:: INPUT ROWS ::

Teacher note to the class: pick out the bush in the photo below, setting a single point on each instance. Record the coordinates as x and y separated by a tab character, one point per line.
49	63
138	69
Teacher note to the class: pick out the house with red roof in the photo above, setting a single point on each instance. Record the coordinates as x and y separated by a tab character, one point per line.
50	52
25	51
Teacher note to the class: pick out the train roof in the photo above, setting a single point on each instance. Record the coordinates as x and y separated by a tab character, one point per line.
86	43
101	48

:::
:: INPUT ROWS ::

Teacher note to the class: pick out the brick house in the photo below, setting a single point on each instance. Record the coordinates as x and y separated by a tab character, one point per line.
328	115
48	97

:::

> GIVEN EXERCISE: Pick out every line in the two blocks above that contains the word "character", and copy each of those lines in full.

> WORKED ANSWER:
Teacher note to the class: pick out the bush in the photo below, setting a single point on each instance. Record the coordinates as x and y separated by a tab character, one point per line.
Teacher note to the class: pick out the house with red roof in the photo above, setting a single point on each instance. Record the coordinates as x and y separated by a tab character, one point per line.
Teacher note to the class: pick out the train roof in the photo above, setting a single point on each instance. Record the coordinates as x and y separated by a tab character, one point per line.
Teacher note to the class: pick out the brick house in the photo below, setting a single point on each instance. Record the coordinates as x and y separated by a tab character, one point per line.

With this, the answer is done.